__Задание A__.
Преобразуйте в нумерованный список записи на участке от строки, где есть «written as (125,28).», до конца записей, включая обе границы. Пустые строки пропустите.

__Текст для чтения__.
-----

Передать письмо Бакунину удалось потому, что на этот раз свидание происходило в более свободной обстановке, на квартире нового коменданта крепости генерала Мандерштерна, сменившего генерала Набокова. Татьяна и Павел, приехав в Петербург, остановились у дочери Набокова — Е.И. Пущиной, много помогавшей им в хлопотах о брате. Так личные дружеские связи оказались сильнее инструкции о содержании секретных арестантов.

После свидания Павел писал в Премухино: «Он, слава богу, здоров, но потерял почти передние зубы, да щека немного была подпухши. Танюша, приехавши, передаст вам лучше наше свидание, а я сознаюсь, что не умею передать словами, что мне чувствовалось при этом свидании: радость ли это была вновь увидеться или горе так увидеться — бог знает про то» [27].

Как видно, восторг от «милостей» царя и вера в скорое освобождение брата потускнели в семье Бакуниных. А самому узнику заключение стало совсем невыносимым. Ему стали приходить в голову мысли о самоубийстве. «Или я буду скоро свободен, или умру», — пишет он в другом письме к Татьяне. Родные, уже начавшие хлопотать о его освобождении, уговаривают его не предпринимать рокового шага.

Но время идет, и вместо Сибири, о которой мечтает Бакунин, его ждет новая тюрьма. Царь боится, что в обстановке начавшейся Крымской войны англо-французский флот может ворваться в устье Невы и освободить его.

12 марта 1854 года комендант Шлиссельбургской крепости был уведомлен графом Орловым о том, что «государь император повелеть изволил: содержащегося в Алексеевском равелине преступника Михаила Бакунина перевести в Шлиссельбургскую крепость». Причем Орлов просил поместить Бакунина в «лучшем и самом надежнейшем из номеров секретного замка… соблюдать в отношении к нему всевозможную осторожность, иметь за ним бдительнейшее и строжайшее наблюдение, содержать его совершенно отдельно, не допускать к нему никого из посторонних и удалять от него известия обо всем, что происходит вне его помещения, так, чтобы самая бытность его в замке была сохранена в величайшей тайне» [28].

-----

__Записи для обработки__.
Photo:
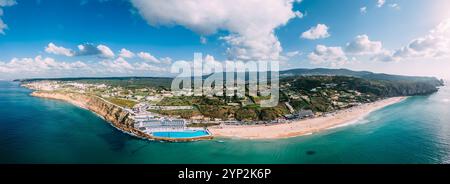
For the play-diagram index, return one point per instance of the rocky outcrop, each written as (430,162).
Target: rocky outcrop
(117,116)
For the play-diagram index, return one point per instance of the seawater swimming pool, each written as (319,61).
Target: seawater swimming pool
(182,134)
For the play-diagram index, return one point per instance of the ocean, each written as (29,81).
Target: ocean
(35,130)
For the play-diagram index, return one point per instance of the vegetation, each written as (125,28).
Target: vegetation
(319,90)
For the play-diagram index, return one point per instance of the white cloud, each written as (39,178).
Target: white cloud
(395,6)
(361,45)
(251,23)
(384,56)
(299,14)
(293,53)
(105,51)
(331,56)
(83,50)
(203,40)
(316,32)
(53,49)
(3,26)
(5,3)
(363,10)
(39,66)
(124,53)
(148,57)
(380,3)
(436,44)
(49,67)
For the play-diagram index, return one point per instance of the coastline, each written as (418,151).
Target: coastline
(116,116)
(303,127)
(119,119)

-----

__Задание B__.
Ответьте по тексту о Бакунине:
(i) У кого остановились Татьяна и Павел, приехав в Петербург?
(ii) В какую крепость царь повелел перевести Бакунина?
(iii) Чего опасался царь в обстановке начавшейся Крымской войны?

__Полный ответ A__.
1. For the play-diagram index, return one point per instance of the vegetation, each written as (125,28).
2. Target: vegetation
3. (319,90)
4. For the play-diagram index, return one point per instance of the white cloud, each written as (39,178).
5. Target: white cloud
6. (395,6)
7. (361,45)
8. (251,23)
9. (384,56)
10. (299,14)
11. (293,53)
12. (105,51)
13. (331,56)
14. (83,50)
15. (203,40)
16. (316,32)
17. (53,49)
18. (3,26)
19. (5,3)
20. (363,10)
21. (39,66)
22. (124,53)
23. (148,57)
24. (380,3)
25. (436,44)
26. (49,67)
27. For the play-diagram index, return one point per instance of the coastline, each written as (418,151).
28. Target: coastline
29. (116,116)
30. (303,127)
31. (119,119)

__Полный ответ B__.
(i) У дочери Набокова, Е.И. Пущиной.
(ii) В Шлиссельбургскую крепость.
(iii) Что англо-французский флот может ворваться в устье Невы и освободить Бакунина.